**THE PROBLEM:** Somewhere below are a line with "positive clicks: (127, 240)" and a later line with "positive clicks: (285, 90)". Output exactly those lines and all lines between them.

**DATA FOR THIS TASK:**
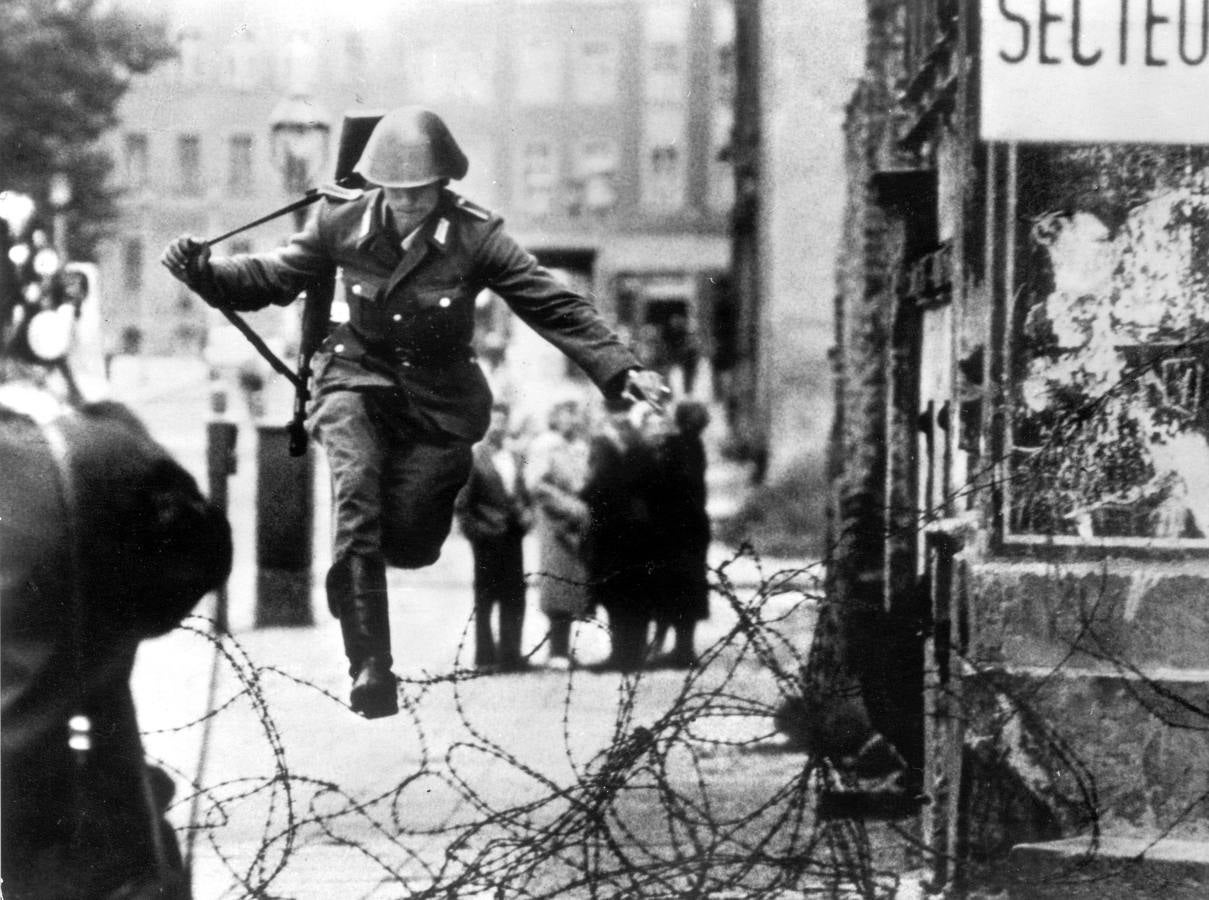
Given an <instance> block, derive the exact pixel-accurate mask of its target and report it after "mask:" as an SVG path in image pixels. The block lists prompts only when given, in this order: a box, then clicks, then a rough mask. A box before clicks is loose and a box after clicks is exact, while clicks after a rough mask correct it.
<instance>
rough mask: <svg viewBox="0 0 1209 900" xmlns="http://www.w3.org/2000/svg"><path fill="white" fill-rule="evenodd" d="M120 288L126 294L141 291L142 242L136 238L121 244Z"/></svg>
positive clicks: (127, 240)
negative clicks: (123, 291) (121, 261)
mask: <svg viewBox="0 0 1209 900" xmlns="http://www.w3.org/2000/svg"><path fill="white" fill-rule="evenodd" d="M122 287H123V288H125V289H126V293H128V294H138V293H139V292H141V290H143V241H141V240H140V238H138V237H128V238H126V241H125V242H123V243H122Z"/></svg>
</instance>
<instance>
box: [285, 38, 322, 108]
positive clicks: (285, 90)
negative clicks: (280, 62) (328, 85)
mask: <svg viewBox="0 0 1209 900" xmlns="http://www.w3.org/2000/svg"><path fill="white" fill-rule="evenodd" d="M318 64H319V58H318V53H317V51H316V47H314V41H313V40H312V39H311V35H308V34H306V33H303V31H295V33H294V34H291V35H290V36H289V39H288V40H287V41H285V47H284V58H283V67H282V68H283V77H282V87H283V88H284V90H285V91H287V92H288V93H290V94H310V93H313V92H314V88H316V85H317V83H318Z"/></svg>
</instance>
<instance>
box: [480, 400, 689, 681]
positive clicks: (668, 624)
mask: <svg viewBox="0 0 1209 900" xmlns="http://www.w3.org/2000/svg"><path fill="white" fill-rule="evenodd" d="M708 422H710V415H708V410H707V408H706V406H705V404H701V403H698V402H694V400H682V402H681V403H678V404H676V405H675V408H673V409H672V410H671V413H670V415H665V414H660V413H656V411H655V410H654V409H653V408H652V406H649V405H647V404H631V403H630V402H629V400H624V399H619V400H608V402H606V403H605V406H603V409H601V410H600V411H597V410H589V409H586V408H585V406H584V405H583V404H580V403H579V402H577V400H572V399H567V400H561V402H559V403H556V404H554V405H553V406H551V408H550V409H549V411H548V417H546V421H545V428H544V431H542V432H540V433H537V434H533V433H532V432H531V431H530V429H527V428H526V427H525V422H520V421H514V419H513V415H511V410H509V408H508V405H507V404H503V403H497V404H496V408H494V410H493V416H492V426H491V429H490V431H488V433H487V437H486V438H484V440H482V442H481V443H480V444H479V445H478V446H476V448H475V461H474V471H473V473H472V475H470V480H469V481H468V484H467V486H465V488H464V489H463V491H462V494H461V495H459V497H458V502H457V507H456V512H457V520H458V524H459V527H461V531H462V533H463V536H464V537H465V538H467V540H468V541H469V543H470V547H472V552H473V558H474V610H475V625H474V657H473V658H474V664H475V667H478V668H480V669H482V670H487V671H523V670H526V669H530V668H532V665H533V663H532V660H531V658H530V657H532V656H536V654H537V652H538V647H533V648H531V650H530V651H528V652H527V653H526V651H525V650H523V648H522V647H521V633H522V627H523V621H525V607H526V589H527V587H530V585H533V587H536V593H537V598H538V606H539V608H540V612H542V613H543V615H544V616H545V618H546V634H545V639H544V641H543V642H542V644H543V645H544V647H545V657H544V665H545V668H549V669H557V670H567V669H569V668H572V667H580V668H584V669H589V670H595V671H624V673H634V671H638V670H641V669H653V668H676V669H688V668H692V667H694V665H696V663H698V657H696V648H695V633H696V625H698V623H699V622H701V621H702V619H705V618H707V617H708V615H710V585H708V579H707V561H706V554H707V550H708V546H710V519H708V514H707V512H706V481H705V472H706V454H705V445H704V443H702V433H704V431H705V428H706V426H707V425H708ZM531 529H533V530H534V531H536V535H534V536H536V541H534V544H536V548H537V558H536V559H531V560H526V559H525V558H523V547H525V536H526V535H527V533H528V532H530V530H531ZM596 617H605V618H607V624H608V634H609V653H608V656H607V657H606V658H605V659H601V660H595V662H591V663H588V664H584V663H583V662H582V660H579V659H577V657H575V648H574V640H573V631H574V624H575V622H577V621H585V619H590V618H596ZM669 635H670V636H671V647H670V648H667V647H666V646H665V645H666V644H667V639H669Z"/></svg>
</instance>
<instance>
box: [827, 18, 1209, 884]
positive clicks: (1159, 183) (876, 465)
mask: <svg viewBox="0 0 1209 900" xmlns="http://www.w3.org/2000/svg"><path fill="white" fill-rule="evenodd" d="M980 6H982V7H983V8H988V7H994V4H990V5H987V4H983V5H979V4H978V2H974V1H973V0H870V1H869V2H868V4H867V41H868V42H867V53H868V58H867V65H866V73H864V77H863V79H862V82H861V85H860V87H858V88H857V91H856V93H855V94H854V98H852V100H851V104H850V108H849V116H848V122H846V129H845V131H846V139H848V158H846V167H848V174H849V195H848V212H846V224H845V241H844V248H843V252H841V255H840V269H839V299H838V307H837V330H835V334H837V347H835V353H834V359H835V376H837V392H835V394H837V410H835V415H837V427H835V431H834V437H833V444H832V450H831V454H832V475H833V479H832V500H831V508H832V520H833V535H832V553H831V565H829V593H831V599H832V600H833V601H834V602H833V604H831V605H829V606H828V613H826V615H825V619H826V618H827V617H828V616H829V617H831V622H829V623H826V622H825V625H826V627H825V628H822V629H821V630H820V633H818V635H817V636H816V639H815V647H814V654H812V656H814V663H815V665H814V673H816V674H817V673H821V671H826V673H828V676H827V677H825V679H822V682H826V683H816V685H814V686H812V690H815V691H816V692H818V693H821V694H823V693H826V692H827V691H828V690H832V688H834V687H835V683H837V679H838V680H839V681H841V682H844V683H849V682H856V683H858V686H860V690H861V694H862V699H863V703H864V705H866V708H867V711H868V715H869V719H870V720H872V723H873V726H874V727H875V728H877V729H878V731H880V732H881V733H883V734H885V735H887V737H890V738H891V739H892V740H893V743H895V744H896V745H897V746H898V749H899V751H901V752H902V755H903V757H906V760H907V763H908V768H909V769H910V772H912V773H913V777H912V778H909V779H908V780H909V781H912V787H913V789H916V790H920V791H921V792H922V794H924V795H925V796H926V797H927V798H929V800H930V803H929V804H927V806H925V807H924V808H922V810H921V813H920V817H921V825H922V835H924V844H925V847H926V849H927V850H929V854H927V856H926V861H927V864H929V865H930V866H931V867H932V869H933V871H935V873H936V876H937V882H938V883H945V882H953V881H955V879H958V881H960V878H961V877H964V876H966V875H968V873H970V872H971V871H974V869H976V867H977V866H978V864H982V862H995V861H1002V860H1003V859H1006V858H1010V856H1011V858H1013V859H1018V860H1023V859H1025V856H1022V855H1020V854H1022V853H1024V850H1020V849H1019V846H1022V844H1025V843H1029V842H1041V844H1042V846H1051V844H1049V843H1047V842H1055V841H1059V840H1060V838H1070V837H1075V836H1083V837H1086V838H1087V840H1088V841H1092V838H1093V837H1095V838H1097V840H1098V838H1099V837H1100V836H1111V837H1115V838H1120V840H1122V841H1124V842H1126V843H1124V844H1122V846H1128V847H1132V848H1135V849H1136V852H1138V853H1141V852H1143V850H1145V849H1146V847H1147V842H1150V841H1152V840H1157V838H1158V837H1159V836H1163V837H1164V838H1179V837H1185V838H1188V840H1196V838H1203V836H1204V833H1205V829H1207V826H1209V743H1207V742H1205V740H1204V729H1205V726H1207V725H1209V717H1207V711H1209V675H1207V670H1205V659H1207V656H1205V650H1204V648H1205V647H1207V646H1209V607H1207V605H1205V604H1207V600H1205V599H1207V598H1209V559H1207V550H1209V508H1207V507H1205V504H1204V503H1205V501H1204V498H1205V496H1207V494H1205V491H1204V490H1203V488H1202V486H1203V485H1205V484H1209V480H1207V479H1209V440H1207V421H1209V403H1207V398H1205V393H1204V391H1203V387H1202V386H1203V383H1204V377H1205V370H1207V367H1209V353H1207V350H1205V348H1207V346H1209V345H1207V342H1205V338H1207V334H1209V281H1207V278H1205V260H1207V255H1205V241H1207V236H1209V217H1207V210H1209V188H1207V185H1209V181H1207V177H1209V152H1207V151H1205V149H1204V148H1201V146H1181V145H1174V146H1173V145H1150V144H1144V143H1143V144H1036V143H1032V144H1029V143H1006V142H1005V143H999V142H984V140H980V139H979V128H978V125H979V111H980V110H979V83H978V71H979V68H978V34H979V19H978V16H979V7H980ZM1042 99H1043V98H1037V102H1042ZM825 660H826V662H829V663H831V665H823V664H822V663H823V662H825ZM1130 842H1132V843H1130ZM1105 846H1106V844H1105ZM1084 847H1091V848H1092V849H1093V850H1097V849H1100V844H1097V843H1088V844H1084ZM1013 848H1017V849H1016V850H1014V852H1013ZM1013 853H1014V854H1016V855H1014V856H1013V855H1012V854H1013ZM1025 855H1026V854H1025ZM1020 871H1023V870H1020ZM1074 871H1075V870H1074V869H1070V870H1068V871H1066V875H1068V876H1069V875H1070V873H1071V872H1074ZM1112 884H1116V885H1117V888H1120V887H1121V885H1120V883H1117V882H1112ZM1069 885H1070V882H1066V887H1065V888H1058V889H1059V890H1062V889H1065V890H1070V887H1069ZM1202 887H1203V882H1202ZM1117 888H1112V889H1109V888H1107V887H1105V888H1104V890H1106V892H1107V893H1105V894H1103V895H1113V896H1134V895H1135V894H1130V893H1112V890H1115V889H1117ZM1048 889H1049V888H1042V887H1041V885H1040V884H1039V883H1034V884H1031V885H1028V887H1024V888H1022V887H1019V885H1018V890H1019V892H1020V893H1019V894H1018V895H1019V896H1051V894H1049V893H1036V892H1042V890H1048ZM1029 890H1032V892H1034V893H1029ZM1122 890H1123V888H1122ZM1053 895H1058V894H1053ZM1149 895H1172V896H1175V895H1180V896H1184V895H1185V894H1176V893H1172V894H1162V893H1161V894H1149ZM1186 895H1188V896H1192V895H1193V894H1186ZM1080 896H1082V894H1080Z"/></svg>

==

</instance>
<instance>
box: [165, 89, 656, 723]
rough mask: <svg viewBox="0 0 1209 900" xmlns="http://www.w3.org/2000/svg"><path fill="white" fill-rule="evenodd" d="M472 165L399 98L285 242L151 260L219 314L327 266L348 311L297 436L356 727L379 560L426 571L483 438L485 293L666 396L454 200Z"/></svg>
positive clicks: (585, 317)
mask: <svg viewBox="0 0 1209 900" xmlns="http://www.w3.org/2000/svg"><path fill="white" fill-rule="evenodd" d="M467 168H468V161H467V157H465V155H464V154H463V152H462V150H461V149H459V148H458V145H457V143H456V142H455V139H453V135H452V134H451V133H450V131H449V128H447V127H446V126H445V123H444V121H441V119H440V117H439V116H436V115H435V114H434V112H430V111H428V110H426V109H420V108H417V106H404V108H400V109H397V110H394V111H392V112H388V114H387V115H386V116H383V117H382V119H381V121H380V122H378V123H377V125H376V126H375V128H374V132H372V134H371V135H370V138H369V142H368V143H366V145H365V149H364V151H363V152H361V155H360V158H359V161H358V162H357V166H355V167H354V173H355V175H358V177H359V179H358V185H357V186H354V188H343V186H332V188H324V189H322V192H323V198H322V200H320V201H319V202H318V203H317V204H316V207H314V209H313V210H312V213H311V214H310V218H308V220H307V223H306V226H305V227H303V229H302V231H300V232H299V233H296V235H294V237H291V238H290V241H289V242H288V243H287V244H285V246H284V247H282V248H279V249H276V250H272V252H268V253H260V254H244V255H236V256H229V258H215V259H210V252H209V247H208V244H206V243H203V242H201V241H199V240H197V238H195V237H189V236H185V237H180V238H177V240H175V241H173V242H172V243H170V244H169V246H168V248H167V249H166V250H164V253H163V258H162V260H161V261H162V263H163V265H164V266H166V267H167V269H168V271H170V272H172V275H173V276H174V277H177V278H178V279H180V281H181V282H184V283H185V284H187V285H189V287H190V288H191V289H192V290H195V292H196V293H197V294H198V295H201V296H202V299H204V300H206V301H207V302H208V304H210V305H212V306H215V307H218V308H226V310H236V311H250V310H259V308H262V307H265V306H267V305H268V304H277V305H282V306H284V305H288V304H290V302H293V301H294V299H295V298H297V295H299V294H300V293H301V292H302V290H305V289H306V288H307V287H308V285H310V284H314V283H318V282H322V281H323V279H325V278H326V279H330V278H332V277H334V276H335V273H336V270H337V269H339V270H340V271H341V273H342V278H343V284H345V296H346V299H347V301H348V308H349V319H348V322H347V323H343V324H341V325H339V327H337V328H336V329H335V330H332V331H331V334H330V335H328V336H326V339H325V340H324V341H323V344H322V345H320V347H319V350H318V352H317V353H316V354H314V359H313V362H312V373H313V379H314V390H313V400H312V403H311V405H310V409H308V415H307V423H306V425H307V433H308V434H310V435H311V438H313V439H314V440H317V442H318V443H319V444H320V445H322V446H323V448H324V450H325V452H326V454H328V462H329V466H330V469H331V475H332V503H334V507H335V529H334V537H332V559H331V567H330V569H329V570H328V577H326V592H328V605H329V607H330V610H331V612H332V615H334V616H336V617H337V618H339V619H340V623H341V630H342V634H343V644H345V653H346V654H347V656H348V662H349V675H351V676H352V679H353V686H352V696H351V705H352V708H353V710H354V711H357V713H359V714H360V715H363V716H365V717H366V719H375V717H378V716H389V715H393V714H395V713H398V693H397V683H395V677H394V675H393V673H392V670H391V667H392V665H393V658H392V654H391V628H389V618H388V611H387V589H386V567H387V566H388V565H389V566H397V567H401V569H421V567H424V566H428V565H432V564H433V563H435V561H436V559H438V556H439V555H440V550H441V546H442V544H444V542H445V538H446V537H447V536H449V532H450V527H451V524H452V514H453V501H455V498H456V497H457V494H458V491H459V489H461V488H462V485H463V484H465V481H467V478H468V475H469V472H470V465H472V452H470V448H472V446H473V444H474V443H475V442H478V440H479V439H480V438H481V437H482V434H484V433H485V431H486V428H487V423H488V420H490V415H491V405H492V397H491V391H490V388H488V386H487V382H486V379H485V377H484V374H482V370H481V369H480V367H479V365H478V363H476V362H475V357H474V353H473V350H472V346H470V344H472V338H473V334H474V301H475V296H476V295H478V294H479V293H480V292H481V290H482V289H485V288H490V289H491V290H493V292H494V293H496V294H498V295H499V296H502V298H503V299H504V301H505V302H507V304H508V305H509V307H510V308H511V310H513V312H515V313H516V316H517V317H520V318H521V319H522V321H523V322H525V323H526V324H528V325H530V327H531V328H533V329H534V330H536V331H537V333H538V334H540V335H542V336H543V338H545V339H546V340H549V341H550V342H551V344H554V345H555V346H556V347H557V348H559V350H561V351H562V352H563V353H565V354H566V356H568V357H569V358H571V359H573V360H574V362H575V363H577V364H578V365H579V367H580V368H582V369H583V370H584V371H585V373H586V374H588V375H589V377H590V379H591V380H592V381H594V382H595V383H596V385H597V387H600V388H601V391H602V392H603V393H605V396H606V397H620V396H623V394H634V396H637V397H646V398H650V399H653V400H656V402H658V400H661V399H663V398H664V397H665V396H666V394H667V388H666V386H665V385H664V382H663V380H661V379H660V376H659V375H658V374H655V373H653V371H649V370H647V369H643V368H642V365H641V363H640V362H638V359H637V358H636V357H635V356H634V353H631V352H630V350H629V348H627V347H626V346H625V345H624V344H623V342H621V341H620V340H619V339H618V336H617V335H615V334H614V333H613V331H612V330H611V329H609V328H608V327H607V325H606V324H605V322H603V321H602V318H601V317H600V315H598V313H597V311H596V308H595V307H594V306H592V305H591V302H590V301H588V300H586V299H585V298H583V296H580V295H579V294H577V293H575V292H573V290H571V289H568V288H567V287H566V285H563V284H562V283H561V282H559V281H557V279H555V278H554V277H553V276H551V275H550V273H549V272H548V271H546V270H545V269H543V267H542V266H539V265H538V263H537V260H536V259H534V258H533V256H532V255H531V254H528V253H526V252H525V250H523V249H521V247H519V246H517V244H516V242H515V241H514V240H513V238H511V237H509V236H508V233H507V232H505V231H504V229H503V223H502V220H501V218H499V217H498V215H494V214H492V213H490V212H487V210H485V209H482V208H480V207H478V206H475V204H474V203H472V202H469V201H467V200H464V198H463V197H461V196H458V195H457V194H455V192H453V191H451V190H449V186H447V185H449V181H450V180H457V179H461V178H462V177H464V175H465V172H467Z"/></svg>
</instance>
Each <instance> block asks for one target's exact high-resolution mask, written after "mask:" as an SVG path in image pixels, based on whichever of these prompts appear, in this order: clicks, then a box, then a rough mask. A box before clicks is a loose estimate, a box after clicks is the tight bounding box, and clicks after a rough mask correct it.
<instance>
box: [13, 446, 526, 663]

==

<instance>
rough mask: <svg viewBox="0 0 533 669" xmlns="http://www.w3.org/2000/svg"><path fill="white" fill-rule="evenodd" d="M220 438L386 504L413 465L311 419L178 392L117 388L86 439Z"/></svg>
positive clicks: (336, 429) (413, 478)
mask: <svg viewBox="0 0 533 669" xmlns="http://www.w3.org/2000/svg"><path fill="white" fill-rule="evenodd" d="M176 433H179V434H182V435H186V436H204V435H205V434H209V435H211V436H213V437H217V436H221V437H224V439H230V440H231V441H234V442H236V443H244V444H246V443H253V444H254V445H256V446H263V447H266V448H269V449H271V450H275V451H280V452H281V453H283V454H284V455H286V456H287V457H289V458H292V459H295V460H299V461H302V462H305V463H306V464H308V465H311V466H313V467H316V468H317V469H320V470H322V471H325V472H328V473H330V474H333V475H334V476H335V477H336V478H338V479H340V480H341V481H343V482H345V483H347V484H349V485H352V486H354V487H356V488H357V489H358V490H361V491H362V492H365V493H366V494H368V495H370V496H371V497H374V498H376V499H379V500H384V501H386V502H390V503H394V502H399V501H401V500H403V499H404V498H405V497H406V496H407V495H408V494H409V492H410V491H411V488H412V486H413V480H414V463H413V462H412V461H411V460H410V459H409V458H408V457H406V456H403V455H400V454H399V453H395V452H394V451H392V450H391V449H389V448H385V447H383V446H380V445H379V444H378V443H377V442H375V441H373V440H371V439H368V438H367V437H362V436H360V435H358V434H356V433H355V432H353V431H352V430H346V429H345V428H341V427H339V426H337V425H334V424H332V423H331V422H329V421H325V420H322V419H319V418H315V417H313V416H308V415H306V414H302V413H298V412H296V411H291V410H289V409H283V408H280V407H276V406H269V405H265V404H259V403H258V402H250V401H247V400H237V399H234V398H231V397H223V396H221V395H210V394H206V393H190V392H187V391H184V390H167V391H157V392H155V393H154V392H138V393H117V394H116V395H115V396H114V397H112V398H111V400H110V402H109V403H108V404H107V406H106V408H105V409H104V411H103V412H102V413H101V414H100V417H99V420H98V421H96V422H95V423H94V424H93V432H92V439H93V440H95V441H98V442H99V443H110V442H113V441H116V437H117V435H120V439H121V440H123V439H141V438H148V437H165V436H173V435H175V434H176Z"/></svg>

**RESPONSE AREA:**
positive clicks: (127, 240)
negative clicks: (123, 291) (121, 261)
mask: <svg viewBox="0 0 1209 900" xmlns="http://www.w3.org/2000/svg"><path fill="white" fill-rule="evenodd" d="M122 287H123V288H125V289H126V293H128V294H138V293H139V292H141V290H143V241H141V240H140V238H138V237H128V238H126V241H125V242H123V243H122Z"/></svg>
</instance>
<instance>
box: [285, 38, 322, 108]
positive clicks: (285, 90)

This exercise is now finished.